= Directions for this task =
Repeat back the entries that follow, keeping every word as it is.

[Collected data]

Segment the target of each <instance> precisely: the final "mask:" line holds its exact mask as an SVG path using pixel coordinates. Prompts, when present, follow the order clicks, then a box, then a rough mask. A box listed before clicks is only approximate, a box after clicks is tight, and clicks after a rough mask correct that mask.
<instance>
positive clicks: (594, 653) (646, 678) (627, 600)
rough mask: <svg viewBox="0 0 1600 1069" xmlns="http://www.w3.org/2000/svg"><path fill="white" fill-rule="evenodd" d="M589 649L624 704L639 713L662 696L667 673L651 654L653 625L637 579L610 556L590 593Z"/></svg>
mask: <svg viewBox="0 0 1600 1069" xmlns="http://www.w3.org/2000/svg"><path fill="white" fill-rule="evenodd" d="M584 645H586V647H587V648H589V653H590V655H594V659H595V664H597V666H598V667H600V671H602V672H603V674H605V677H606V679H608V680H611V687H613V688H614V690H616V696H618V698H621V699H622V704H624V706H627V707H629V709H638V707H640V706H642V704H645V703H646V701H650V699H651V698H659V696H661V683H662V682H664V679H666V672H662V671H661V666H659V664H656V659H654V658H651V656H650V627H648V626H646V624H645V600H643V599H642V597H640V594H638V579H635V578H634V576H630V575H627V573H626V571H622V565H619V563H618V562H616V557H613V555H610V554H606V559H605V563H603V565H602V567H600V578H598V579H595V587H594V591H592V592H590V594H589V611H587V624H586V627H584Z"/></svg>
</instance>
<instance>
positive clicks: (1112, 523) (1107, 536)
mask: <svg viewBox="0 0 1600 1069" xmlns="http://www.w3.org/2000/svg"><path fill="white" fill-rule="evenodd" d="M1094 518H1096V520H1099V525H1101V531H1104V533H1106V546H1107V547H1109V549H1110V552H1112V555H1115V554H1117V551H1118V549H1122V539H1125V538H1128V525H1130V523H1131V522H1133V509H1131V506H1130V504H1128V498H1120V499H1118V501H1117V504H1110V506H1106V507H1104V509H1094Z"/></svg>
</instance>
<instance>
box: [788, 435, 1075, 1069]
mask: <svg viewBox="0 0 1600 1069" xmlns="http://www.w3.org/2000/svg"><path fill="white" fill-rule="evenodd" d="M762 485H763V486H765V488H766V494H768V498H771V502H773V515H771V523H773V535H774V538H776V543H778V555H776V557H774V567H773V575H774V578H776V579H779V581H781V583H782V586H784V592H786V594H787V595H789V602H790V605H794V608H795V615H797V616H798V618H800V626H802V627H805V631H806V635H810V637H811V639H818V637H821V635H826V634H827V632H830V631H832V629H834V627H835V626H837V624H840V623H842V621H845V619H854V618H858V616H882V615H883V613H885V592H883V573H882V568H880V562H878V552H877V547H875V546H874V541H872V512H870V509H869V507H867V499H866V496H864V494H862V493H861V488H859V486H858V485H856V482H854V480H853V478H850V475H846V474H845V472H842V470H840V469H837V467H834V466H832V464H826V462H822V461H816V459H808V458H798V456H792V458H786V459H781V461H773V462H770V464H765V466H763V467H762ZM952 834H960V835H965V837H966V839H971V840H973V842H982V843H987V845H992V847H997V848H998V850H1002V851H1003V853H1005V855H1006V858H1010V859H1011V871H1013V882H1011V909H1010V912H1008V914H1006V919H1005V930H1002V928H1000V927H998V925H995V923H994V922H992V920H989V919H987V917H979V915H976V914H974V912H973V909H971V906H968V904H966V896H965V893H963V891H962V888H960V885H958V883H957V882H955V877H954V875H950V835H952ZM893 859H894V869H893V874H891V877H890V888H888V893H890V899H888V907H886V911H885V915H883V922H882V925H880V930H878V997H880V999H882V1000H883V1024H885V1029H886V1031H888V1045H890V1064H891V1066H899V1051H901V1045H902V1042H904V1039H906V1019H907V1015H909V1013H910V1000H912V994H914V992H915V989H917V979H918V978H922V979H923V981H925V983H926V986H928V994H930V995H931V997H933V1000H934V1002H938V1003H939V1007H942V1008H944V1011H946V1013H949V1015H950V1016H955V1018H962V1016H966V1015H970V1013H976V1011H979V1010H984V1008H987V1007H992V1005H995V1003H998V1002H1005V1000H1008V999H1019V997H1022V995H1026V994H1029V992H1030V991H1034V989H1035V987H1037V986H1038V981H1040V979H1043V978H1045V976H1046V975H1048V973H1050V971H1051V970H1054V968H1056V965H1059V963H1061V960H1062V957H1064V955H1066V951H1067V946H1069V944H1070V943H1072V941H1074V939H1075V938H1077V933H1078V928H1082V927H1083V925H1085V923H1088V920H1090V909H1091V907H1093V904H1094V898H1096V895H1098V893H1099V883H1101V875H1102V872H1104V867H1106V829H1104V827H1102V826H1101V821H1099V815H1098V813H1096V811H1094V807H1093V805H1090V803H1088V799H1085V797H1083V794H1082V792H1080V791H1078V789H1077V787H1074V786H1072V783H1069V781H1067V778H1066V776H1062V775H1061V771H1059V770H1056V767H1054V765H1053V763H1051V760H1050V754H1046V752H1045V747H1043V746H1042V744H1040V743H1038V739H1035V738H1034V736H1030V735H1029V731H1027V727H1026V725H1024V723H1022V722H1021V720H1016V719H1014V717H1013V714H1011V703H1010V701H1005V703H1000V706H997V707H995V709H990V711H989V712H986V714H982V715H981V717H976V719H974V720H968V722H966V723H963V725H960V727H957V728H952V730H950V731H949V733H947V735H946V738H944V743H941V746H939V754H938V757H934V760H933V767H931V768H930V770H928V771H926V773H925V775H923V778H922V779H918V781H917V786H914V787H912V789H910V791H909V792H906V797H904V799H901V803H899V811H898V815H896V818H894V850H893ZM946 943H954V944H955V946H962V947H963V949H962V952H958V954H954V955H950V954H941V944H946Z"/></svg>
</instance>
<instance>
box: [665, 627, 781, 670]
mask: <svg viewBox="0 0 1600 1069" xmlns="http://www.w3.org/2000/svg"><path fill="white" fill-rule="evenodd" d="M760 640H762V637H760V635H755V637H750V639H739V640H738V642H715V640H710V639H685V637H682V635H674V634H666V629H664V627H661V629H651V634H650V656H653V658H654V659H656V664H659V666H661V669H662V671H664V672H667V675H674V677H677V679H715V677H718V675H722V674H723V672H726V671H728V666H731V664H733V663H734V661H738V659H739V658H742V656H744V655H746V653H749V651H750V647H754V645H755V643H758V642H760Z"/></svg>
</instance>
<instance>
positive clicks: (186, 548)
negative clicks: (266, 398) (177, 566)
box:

= Exercise response =
Segment the target of each <instance> precisely: the final "mask:" line holds its exact mask as an SVG path using pixel coordinates. Prompts, when present, follow the order clicks, then a box, then a rough mask. A box listed before clicks is only approximate, a box after clicks is tight, and clicks after a rough mask correct that mask.
<instance>
positive clicks: (594, 653) (646, 678) (627, 600)
rough mask: <svg viewBox="0 0 1600 1069" xmlns="http://www.w3.org/2000/svg"><path fill="white" fill-rule="evenodd" d="M589 649L624 704L639 713L662 696L667 673L651 654L653 625L637 579L610 556L590 593Z"/></svg>
mask: <svg viewBox="0 0 1600 1069" xmlns="http://www.w3.org/2000/svg"><path fill="white" fill-rule="evenodd" d="M584 645H586V647H587V648H589V653H590V655H594V659H595V664H597V666H598V667H600V671H602V672H603V674H605V677H606V679H608V680H611V687H613V688H614V690H616V696H618V698H621V699H622V704H624V706H627V707H629V709H638V707H640V706H642V704H645V703H646V701H650V699H651V698H659V696H661V683H662V682H664V679H666V672H662V671H661V666H659V664H656V659H654V658H651V656H650V627H648V626H646V624H645V600H643V599H642V597H640V594H638V579H635V578H634V576H630V575H627V573H626V571H622V565H619V563H618V562H616V557H613V555H610V554H606V559H605V563H603V565H602V567H600V578H598V579H595V587H594V591H592V592H590V594H589V611H587V624H586V627H584Z"/></svg>
</instance>
<instance>
positive clicks: (1112, 523) (1107, 536)
mask: <svg viewBox="0 0 1600 1069" xmlns="http://www.w3.org/2000/svg"><path fill="white" fill-rule="evenodd" d="M1094 518H1096V520H1099V525H1101V531H1104V533H1106V546H1107V547H1109V549H1110V552H1112V555H1115V554H1117V551H1118V549H1122V539H1125V538H1128V525H1130V523H1131V522H1133V509H1131V506H1130V504H1128V498H1120V499H1118V501H1117V504H1110V506H1106V507H1104V509H1094Z"/></svg>
</instance>
<instance>
box: [788, 435, 1075, 1069]
mask: <svg viewBox="0 0 1600 1069" xmlns="http://www.w3.org/2000/svg"><path fill="white" fill-rule="evenodd" d="M762 485H763V486H765V488H766V494H768V498H771V502H773V515H771V523H773V535H774V538H776V543H778V555H776V557H774V567H773V575H774V578H776V579H779V581H781V583H782V586H784V592H786V594H787V595H789V602H790V605H794V608H795V615H797V616H798V618H800V626H802V627H805V631H806V635H810V637H811V639H818V637H821V635H826V634H827V632H830V631H832V629H834V627H835V626H837V624H840V623H842V621H845V619H854V618H858V616H882V615H883V613H885V592H883V573H882V568H880V562H878V552H877V547H875V546H874V541H872V512H870V509H869V507H867V499H866V496H864V494H862V493H861V488H859V486H858V485H856V482H854V480H853V478H850V475H846V474H845V472H842V470H840V469H837V467H834V466H832V464H826V462H822V461H816V459H808V458H798V456H792V458H786V459H781V461H773V462H770V464H765V466H763V467H762ZM952 834H960V835H965V837H966V839H971V840H973V842H982V843H987V845H992V847H997V848H998V850H1002V851H1003V853H1005V855H1006V858H1010V859H1011V871H1013V882H1011V909H1010V912H1008V914H1006V919H1005V930H1002V928H1000V927H998V925H995V923H994V922H992V920H989V919H987V917H979V915H976V914H974V912H973V909H971V906H968V904H966V896H965V893H963V891H962V888H960V885H958V883H957V882H955V877H954V875H950V835H952ZM893 859H894V869H893V874H891V877H890V888H888V893H890V899H888V907H886V911H885V915H883V922H882V925H880V930H878V997H880V999H882V1000H883V1024H885V1029H886V1031H888V1045H890V1064H891V1066H899V1051H901V1045H902V1042H904V1039H906V1019H907V1015H909V1013H910V1000H912V994H914V992H915V989H917V979H918V978H922V979H923V981H925V983H926V986H928V994H930V995H931V997H933V1000H934V1002H938V1003H939V1007H942V1008H944V1011H946V1013H949V1015H950V1016H955V1018H962V1016H966V1015H970V1013H976V1011H979V1010H984V1008H987V1007H992V1005H995V1003H998V1002H1005V1000H1008V999H1019V997H1022V995H1026V994H1029V992H1030V991H1034V989H1035V987H1037V986H1038V981H1040V979H1043V978H1045V976H1046V975H1048V973H1050V971H1051V970H1054V968H1056V965H1059V963H1061V960H1062V957H1064V955H1066V951H1067V946H1069V944H1070V943H1072V941H1074V939H1075V938H1077V933H1078V928H1082V927H1083V925H1085V923H1088V920H1090V909H1091V907H1093V904H1094V898H1096V895H1098V893H1099V883H1101V875H1102V872H1104V867H1106V829H1104V827H1102V826H1101V821H1099V815H1098V813H1096V811H1094V807H1093V805H1090V803H1088V799H1085V797H1083V794H1082V792H1080V791H1078V789H1077V787H1074V786H1072V783H1069V781H1067V778H1066V776H1062V775H1061V771H1059V770H1056V767H1054V765H1053V763H1051V760H1050V754H1046V752H1045V747H1043V746H1042V744H1040V743H1038V739H1035V738H1034V736H1030V735H1029V731H1027V727H1026V725H1024V723H1022V722H1021V720H1016V719H1014V717H1013V714H1011V703H1010V701H1005V703H1000V706H997V707H995V709H990V711H989V712H986V714H982V715H981V717H976V719H974V720H968V722H966V723H963V725H960V727H957V728H952V730H950V731H949V733H947V735H946V738H944V743H941V746H939V754H938V757H934V760H933V767H931V768H930V770H928V771H926V773H925V775H923V778H922V779H918V781H917V786H914V787H912V789H910V791H909V792H906V797H904V799H901V803H899V811H898V815H896V818H894V850H893ZM946 943H954V944H955V946H962V947H963V949H962V952H958V954H954V955H950V954H941V944H946Z"/></svg>
</instance>
<instance>
box: [665, 627, 781, 670]
mask: <svg viewBox="0 0 1600 1069" xmlns="http://www.w3.org/2000/svg"><path fill="white" fill-rule="evenodd" d="M760 640H762V637H760V635H755V637H750V639H739V640H738V642H715V640H710V639H685V637H682V635H674V634H666V629H664V627H661V629H651V634H650V656H653V658H654V659H656V664H659V666H661V669H662V671H664V672H667V675H674V677H677V679H715V677H718V675H722V674H723V672H726V671H728V666H731V664H733V663H734V661H738V659H739V658H742V656H744V655H746V653H749V651H750V647H754V645H755V643H758V642H760Z"/></svg>
</instance>
<instance>
positive clicks: (186, 548)
negative clicks: (266, 398) (177, 566)
box:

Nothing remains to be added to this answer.